Task brief:
Give back the full data character for character.

Data extracted from a collection:
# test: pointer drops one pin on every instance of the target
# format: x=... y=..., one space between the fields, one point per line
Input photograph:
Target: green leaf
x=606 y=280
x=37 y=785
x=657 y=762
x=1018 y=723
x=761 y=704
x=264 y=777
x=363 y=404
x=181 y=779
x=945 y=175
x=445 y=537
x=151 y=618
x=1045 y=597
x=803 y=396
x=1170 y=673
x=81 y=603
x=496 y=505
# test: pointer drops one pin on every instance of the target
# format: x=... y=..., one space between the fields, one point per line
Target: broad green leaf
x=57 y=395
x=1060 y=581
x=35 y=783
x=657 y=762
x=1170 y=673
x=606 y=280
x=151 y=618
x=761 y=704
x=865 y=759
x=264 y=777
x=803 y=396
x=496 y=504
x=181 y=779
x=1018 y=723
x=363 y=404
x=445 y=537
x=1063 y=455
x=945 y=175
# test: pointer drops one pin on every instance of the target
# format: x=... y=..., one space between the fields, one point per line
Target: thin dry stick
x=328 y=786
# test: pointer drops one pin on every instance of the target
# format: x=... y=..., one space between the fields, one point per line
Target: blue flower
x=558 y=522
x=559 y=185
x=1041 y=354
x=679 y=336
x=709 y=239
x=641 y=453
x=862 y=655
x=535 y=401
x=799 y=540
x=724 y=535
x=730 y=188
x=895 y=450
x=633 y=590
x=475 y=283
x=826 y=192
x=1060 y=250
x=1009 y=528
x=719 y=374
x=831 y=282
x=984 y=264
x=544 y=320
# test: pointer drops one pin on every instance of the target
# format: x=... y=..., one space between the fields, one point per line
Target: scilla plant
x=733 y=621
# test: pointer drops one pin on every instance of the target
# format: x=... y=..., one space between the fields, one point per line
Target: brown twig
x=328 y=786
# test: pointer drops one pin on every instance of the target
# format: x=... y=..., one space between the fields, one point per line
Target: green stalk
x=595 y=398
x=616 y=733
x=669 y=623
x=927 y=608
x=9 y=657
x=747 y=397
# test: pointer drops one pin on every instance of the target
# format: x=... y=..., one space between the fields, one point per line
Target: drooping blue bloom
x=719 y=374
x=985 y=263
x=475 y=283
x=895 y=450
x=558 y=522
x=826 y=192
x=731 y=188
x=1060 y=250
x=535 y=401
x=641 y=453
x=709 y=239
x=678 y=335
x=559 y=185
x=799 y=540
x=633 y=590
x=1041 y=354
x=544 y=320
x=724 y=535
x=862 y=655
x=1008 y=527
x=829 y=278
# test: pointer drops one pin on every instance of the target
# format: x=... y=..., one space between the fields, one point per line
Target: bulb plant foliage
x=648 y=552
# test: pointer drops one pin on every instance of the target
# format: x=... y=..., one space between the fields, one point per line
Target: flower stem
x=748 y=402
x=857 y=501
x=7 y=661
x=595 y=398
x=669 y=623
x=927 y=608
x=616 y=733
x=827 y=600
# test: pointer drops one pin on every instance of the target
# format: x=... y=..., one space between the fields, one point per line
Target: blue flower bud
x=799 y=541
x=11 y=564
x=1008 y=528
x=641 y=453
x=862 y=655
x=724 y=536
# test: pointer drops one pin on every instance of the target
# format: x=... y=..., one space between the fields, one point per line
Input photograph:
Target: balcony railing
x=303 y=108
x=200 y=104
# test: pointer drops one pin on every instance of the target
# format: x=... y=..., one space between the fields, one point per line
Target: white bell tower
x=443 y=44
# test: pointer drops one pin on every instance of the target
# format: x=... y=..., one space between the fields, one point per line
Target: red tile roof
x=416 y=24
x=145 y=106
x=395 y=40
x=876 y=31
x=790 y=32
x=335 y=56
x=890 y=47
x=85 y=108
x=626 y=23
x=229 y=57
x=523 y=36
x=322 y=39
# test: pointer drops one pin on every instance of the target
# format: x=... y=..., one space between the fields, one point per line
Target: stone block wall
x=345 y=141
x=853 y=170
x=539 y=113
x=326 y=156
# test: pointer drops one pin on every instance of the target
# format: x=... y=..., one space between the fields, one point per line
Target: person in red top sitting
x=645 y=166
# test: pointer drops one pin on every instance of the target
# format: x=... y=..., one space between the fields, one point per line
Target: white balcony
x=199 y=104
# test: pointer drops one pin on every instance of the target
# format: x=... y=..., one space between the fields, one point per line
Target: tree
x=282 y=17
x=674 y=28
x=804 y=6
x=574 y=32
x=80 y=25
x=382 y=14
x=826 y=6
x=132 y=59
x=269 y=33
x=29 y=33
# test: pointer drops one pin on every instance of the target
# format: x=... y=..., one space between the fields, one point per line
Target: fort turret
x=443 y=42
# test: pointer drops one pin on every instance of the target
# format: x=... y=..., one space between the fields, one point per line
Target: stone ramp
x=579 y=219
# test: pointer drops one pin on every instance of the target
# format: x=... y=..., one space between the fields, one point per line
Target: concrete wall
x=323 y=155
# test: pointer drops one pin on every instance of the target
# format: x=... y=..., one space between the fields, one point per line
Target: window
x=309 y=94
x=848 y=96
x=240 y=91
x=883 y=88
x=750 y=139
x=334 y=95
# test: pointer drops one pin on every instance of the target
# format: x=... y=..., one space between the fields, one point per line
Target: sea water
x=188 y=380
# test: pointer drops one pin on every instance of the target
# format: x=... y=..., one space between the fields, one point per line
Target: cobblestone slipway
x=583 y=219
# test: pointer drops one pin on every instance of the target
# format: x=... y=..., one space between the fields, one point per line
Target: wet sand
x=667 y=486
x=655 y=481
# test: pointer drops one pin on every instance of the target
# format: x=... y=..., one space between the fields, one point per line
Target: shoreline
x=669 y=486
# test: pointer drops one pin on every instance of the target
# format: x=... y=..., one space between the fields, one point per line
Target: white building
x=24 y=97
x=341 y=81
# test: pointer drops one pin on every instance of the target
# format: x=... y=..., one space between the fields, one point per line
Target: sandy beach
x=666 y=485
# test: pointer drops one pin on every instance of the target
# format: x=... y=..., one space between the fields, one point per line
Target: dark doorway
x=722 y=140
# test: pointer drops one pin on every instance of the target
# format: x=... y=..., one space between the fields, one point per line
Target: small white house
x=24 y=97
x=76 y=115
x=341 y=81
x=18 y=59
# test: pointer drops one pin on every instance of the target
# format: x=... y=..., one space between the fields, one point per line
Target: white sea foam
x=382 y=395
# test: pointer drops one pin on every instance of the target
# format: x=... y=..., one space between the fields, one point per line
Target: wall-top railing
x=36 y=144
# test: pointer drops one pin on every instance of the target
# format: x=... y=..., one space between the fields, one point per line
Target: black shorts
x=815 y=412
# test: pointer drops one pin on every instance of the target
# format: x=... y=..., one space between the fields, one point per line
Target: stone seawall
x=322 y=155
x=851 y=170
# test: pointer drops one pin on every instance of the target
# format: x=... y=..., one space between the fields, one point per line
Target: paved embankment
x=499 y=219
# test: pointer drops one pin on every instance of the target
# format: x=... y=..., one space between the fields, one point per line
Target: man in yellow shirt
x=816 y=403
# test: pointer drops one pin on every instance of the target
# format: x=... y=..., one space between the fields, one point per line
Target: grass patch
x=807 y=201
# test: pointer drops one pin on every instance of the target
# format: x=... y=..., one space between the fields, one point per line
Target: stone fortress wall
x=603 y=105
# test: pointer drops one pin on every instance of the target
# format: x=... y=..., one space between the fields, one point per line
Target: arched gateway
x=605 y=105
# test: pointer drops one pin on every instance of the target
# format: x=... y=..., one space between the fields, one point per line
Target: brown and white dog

Solved exercise:
# test: pointer drops one pin on every instance of the target
# format: x=... y=..., one space between the fields, one point per line
Input photograph:
Target: green leaf
x=606 y=280
x=37 y=785
x=657 y=762
x=1018 y=723
x=761 y=704
x=264 y=777
x=363 y=404
x=181 y=779
x=945 y=175
x=445 y=537
x=151 y=618
x=1045 y=597
x=803 y=396
x=1170 y=673
x=81 y=603
x=496 y=505
# test: pointer drops one pin on every instance of the target
# format: x=... y=..., one space between the fields, one point per line
Target: broad green leaf
x=57 y=395
x=1060 y=581
x=35 y=783
x=657 y=762
x=1170 y=673
x=606 y=280
x=151 y=618
x=761 y=704
x=865 y=759
x=264 y=777
x=803 y=396
x=496 y=504
x=181 y=779
x=1018 y=723
x=363 y=404
x=445 y=537
x=1063 y=455
x=945 y=175
# test: pointer drops one pin on every instance of the target
# format: x=... y=..., one space between the fields, one point per line
Target: thin dry stick
x=328 y=786
# test: pointer drops one pin on every instance of the target
# format: x=... y=..., one space between the fields, one point per line
Target: blue flower
x=558 y=522
x=559 y=185
x=1041 y=354
x=679 y=336
x=709 y=239
x=641 y=453
x=862 y=655
x=535 y=401
x=799 y=540
x=724 y=535
x=730 y=188
x=895 y=450
x=633 y=590
x=475 y=283
x=826 y=192
x=1060 y=250
x=1009 y=528
x=719 y=374
x=831 y=282
x=984 y=264
x=544 y=320
# test: pointer drops one pin on every instance of the target
# format: x=... y=..., one space between the fields, one point per line
Target: scilla plant
x=733 y=621
# test: pointer drops one pin on every instance of the target
# format: x=... y=..., one space between the fields, one point per line
Target: brown twig
x=328 y=786
# test: pointer drops one pin on every instance of the target
# format: x=... y=..., one space between the fields, one point per line
Target: green stalk
x=595 y=398
x=616 y=733
x=669 y=623
x=927 y=608
x=9 y=657
x=747 y=397
# test: pointer drops one pin on every instance of the target
# format: x=... y=..., one space between the fields, one point per line
Target: drooping blue bloom
x=719 y=374
x=985 y=263
x=475 y=283
x=895 y=450
x=558 y=522
x=826 y=192
x=731 y=188
x=1060 y=250
x=535 y=401
x=641 y=453
x=709 y=239
x=678 y=335
x=559 y=185
x=799 y=540
x=633 y=590
x=1041 y=354
x=544 y=320
x=724 y=535
x=862 y=655
x=1008 y=527
x=829 y=278
# test: pointer drops one pin on every instance of the target
# format: x=... y=..., one space between the fields, one point per line
Target: bulb plant foliage
x=648 y=552
# test: pointer drops one pin on every instance of the target
# format: x=... y=..., one space between the fields, one point per line
Target: flower stem
x=748 y=402
x=857 y=501
x=7 y=661
x=595 y=398
x=669 y=623
x=927 y=608
x=616 y=733
x=827 y=600
# test: pointer drops one pin on every instance of the target
# format: x=... y=..., one space between the fields, one point per line
Target: blue flower bud
x=799 y=541
x=11 y=564
x=1008 y=528
x=641 y=453
x=862 y=655
x=724 y=536
# test: pointer drops one pin on every instance of the target
# format: x=... y=..., one space between the fields, one point per line
Input photograph:
Target: balcony railing
x=303 y=108
x=200 y=104
# test: pointer drops one pin on every instance of the target
# format: x=... y=..., one space between the fields, one point per line
Target: white bell tower
x=443 y=44
# test: pointer drops one pin on every instance of the target
# format: x=... y=..., one space between the fields, one point per line
Target: red tile roof
x=416 y=24
x=145 y=106
x=395 y=40
x=876 y=31
x=790 y=32
x=335 y=56
x=890 y=47
x=85 y=108
x=626 y=23
x=229 y=57
x=523 y=36
x=322 y=39
# test: pointer drops one pin on every instance of the target
# format: x=... y=..., one space between the fields, one point per line
Target: stone block wall
x=345 y=141
x=853 y=170
x=539 y=113
x=326 y=156
# test: pointer drops one pin on every instance of the target
# format: x=... y=..., one space between the fields, one point per line
Target: person in red top sitting
x=645 y=166
# test: pointer drops one pin on every instance of the target
# format: x=... y=..., one space between the fields, one point per line
Target: white balcony
x=199 y=104
# test: pointer drops one pin on every instance of the target
# format: x=... y=..., one space between the fields, one point per line
Target: tree
x=282 y=17
x=674 y=28
x=804 y=6
x=574 y=32
x=80 y=25
x=382 y=14
x=826 y=6
x=132 y=59
x=269 y=33
x=29 y=33
# test: pointer drops one pin on every instance of the target
# format: x=... y=..., one space between the fields, one point per line
Target: fort turret
x=443 y=42
# test: pointer drops one pin on every instance of the target
# format: x=... y=..., one space between the fields, one point per line
Target: stone ramp
x=579 y=219
# test: pointer drops one pin on every instance of the target
# format: x=... y=..., one space between the fields, one point per line
Target: concrete wall
x=323 y=155
# test: pointer drops one pin on every instance of the target
# format: x=... y=..., one space between the fields, one point per line
Target: window
x=309 y=94
x=848 y=96
x=240 y=91
x=883 y=88
x=750 y=139
x=334 y=95
# test: pointer drops one pin on every instance of the target
# format: x=... y=..., one space between the fields, one point per line
Target: sea water
x=188 y=380
# test: pointer drops one pin on every instance of the target
# format: x=... y=..., one space between the fields, one point per line
Target: cobblestone slipway
x=583 y=219
# test: pointer drops one pin on every instance of the target
# format: x=... y=..., one space between the fields, one point per line
Target: wet sand
x=667 y=486
x=655 y=481
# test: pointer drops one pin on every instance of the target
# format: x=... y=..., one space between the fields, one point per line
Target: shoreline
x=669 y=486
# test: pointer drops one pin on every instance of the target
# format: x=... y=..., one space between the fields, one point per line
Target: white building
x=24 y=97
x=341 y=81
# test: pointer drops one pin on every instance of the target
# format: x=... y=..., one space between the fields, one point per line
Target: sandy beach
x=666 y=485
# test: pointer drops one pin on every instance of the target
# format: x=... y=..., one space between the fields, one point per line
Target: dark doorway
x=722 y=140
# test: pointer drops one pin on every instance of the target
# format: x=... y=..., one space between the fields, one point per line
Target: small white house
x=24 y=97
x=76 y=115
x=341 y=81
x=18 y=59
# test: pointer drops one pin on every instance of the target
# format: x=... y=..., one space between the fields, one point per line
Target: white sea foam
x=382 y=395
# test: pointer drops one pin on every instance of the target
# format: x=... y=..., one space between the fields, one point per line
Target: wall-top railing
x=36 y=144
# test: pointer drops one pin on every instance of the target
# format: x=... y=..., one space between the fields, one point per line
Target: black shorts
x=815 y=412
# test: pointer drops one pin on every instance of the target
# format: x=... y=..., one space between the fields, one point per line
Target: stone seawall
x=322 y=155
x=851 y=170
# test: pointer drops one pin on every instance of the target
# format: x=... y=..., one space between the fields, one point per line
Target: paved embankment
x=499 y=219
# test: pointer drops one pin on every instance of the target
# format: x=... y=..., one space between the fields, one point per line
Target: man in yellow shirt
x=816 y=403
# test: pointer drops one pin on every instance of the target
# format: x=... y=..., one space between the fields, one point per line
Target: grass patch
x=807 y=201
# test: pointer drops one pin on every instance of the target
# format: x=... y=..., one space between the fields, one point per line
Target: stone fortress wall
x=603 y=105
# test: pointer drops one pin on every instance of the target
# format: x=... y=..., one space between the fields, one point per line
Target: arched gateway
x=605 y=105
# test: pointer drops one pin on every instance of the target
# format: x=... y=..., one space between the fields, one point per line
Target: brown and white dog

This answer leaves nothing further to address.